**COMPLETE THE FOLLOWING**
(1) Please list every username that appears as the heading of a post in the forum thread on infinite-baffle subwoofers.
(2) From the forum thread on infinite-baffle subwoofers, transcribe the passage that opens with the words containing "## bigbubba (Mar" and closes with "dreading the most.".
(3) Pick up the forum thread on infinite-baffle subwoofers after its final sentence and keep writing it.

**EXCERPT**
==================================================

Ok, now I am really finished. I promise. Good night all.


----------



## beerdrnkr (Apr 18, 2007)

YukonXL04 said:


> Here is my 2 JBL GTO1514's IB in a 05 TL. Just got this in last night, still need some tuning time with it, and a new amp. But honestly I am really happy with this setup. Cant believe how good it sounds with only 200w to each sub! Easily the best low powered sub system I have had.


How do you like those jbl's? At their price, I'm really tempted just to try them out even though the ID15s I'm running sound great.


----------



## YukonXL04 (Mar 6, 2014)

Im pretty impressed with them for the money and power Im throwing at them. I would say on loudness they are equivilant to 800-1000w on a single 15 ported. As of now I have them on that audiopipe 4ch. 2ch bridged to each sub. It claims [email protected] bridged, so realistically maybe 175 to each sub. Pretty sure the amp is distorting before they reach Xmax. Hoping to get another amp soon, thinking maybe 300w per sub or so.

If you just have an itch I say go for it, not sure how much better these would be. They are really clean and smooth though.


----------



## bigbubba (Mar 23, 2011)

IbizaOnAcid said:


> I think what most that haven't tried IB but want to are intimidated by is the whole idea of having to make a very good seal around the baffle board to isolate the interior of the vehicle from the trunk. I mean I know that is what I was dreading the most.

==================================================

**ENTRIES**
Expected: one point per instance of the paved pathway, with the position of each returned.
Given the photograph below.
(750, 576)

==================================================

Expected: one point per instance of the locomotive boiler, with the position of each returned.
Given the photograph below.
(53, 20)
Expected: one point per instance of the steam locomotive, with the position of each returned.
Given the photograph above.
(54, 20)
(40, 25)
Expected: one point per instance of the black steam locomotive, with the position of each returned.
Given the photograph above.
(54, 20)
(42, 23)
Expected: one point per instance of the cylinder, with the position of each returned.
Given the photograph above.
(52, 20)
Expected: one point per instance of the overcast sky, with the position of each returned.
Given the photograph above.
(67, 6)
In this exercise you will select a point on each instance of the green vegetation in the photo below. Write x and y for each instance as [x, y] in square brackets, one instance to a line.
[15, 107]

==================================================

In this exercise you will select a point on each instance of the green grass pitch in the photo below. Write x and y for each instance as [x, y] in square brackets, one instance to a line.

==================================================

**ANSWER LIST**
(1) beerdrnkr, YukonXL04, bigbubba

(2)
## bigbubba (Mar 23, 2011)

IbizaOnAcid said:


> I think what most that haven't tried IB but want to are intimidated by is the whole idea of having to make a very good seal around the baffle board to isolate the interior of the vehicle from the trunk. I mean I know that is what I was dreading the most.

(3)
> Well here is a trick that I learned during my recent trip down the IB path. My first and only trip admittedly so I am sure there are many ways of doing this that the veterans use but I really haven't seen anyone explain it in any detail so I will tell you how I did it and you can do with the info what you will.
> Ok well after you have built your basic baffle and made it as close to the shape of the opening between the cabin and the trunk, you of course need to "tack" it to the vehicle however you see fit. Whatever it takes to hold it in place while you go about sealing it up. Of course no matter what kind of a wood working god you may be the baffle is going to be nowhere near the EXACT shape of the opening. (you should obviously make it as close to the exact shape of the opening as you can though)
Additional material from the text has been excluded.